>> START SUPPLIED RECORDS

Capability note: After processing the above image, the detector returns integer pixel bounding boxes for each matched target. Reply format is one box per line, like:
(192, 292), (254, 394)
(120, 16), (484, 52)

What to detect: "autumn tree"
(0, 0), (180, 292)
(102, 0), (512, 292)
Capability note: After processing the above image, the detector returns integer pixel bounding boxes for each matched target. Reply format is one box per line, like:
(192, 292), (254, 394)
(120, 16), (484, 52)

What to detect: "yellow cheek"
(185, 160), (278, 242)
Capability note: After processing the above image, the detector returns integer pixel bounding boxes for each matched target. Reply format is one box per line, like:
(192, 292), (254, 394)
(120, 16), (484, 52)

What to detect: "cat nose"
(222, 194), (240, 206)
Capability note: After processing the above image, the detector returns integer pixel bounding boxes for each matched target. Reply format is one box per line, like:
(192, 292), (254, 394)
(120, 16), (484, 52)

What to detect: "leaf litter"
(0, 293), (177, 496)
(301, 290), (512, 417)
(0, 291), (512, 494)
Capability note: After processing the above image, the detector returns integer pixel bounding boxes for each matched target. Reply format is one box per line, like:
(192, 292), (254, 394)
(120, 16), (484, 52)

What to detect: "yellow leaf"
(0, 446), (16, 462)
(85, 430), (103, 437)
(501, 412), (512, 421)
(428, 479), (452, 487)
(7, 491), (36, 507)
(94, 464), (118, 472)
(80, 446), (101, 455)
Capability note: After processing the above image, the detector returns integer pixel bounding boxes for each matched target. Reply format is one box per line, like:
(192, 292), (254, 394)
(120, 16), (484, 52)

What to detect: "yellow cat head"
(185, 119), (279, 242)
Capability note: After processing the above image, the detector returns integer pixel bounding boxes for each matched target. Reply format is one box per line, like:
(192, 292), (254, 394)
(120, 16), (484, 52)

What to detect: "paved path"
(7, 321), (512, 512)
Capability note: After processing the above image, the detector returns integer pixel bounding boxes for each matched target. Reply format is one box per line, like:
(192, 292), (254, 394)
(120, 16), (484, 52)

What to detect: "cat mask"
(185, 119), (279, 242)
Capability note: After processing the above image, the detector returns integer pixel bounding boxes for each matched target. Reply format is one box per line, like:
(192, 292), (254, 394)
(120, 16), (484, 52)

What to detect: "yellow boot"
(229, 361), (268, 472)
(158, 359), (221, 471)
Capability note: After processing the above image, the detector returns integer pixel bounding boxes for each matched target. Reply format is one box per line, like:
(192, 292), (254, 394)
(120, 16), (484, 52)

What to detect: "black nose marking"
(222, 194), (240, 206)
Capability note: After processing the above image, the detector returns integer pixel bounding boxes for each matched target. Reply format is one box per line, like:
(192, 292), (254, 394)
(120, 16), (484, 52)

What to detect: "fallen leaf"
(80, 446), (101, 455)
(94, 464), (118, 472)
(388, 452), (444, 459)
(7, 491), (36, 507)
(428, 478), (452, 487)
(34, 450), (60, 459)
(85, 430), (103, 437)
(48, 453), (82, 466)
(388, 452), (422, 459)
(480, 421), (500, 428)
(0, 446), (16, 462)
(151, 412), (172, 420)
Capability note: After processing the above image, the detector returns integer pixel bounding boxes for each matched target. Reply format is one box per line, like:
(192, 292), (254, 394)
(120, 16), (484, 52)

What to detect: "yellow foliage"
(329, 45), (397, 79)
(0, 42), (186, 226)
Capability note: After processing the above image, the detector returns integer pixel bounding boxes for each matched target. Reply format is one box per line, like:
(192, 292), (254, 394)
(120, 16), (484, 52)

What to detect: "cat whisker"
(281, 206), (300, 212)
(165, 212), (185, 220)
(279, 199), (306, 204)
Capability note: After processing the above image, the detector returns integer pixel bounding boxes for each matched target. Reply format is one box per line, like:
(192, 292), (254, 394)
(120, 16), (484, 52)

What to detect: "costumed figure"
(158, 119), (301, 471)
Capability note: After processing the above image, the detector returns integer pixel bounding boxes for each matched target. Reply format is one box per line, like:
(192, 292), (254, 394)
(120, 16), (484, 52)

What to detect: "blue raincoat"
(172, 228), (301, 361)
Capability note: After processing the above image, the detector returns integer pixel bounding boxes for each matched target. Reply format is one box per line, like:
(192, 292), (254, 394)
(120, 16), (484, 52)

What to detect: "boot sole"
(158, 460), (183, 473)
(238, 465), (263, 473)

>> END SUPPLIED RECORDS

### EXERCISE AIM
Copy the rows word for word, from the very start of the rows through the line containing "(102, 0), (512, 292)", with both ends included.

### RESULT
Capability note: After processing the above image, the detector returns integer pixel bounding boxes for each matched target. Reply format is one box per line, like:
(192, 292), (254, 394)
(120, 16), (484, 52)

What to detect: "autumn tree"
(0, 0), (180, 292)
(102, 0), (512, 292)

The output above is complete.